Items drawn from a dataset:
- - - - - - -

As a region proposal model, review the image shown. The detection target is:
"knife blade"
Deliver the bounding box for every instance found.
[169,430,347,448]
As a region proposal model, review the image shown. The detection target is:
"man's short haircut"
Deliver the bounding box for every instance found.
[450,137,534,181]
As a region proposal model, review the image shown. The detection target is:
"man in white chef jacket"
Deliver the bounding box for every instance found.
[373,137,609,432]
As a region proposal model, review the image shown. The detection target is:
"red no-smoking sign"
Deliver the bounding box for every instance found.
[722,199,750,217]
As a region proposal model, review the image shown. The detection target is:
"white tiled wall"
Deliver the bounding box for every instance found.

- - - - - - -

▶ Stated task:
Format all of the data above as a numbered list, leaving out any blank lines.

▶ Answer to this exercise:
1. As a region proposal model, review the image shown. The detection target is:
2. "knife blade"
3. Deliver the bounding box for every instance found.
4. [169,430,347,448]
5. As a region proposal model, review the image shown. The detection target is:
6. "man's short haircut"
7. Deliver the bounding box for every instance found.
8. [450,137,534,181]
9. As a region proposal model, review the image shown. The detection target is:
10. "man in white chef jacket"
11. Deliver the bounding box for every instance found.
12. [373,137,609,432]
13. As a region proposal model, review the image shown. The detection target is:
14. "red no-smoking sign"
15. Deliver the bounding box for every instance found.
16. [722,199,750,217]
17. As a region proposal model, review the image shown. The detection target is:
18. "white tiled wall"
19. Deliver the bounding box for every instance found.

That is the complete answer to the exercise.